What the task asks => Down to the last character, write out the records below.

Saved entries:
=== Section Start ===

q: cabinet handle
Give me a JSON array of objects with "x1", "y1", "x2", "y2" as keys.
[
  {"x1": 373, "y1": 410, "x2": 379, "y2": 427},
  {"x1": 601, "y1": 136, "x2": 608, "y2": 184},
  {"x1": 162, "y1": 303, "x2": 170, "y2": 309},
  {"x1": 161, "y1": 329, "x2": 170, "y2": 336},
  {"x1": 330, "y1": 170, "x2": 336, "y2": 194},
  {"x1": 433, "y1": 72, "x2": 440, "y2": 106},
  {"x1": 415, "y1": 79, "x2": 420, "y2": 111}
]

=== Section End ===

Answer to the problem =>
q: cabinet handle
Give me a JSON array of objects with "x1", "y1", "x2", "y2" as keys.
[
  {"x1": 373, "y1": 410, "x2": 379, "y2": 427},
  {"x1": 601, "y1": 136, "x2": 608, "y2": 184},
  {"x1": 162, "y1": 303, "x2": 170, "y2": 309},
  {"x1": 161, "y1": 329, "x2": 170, "y2": 336},
  {"x1": 330, "y1": 170, "x2": 336, "y2": 194},
  {"x1": 433, "y1": 72, "x2": 440, "y2": 106},
  {"x1": 415, "y1": 79, "x2": 420, "y2": 111}
]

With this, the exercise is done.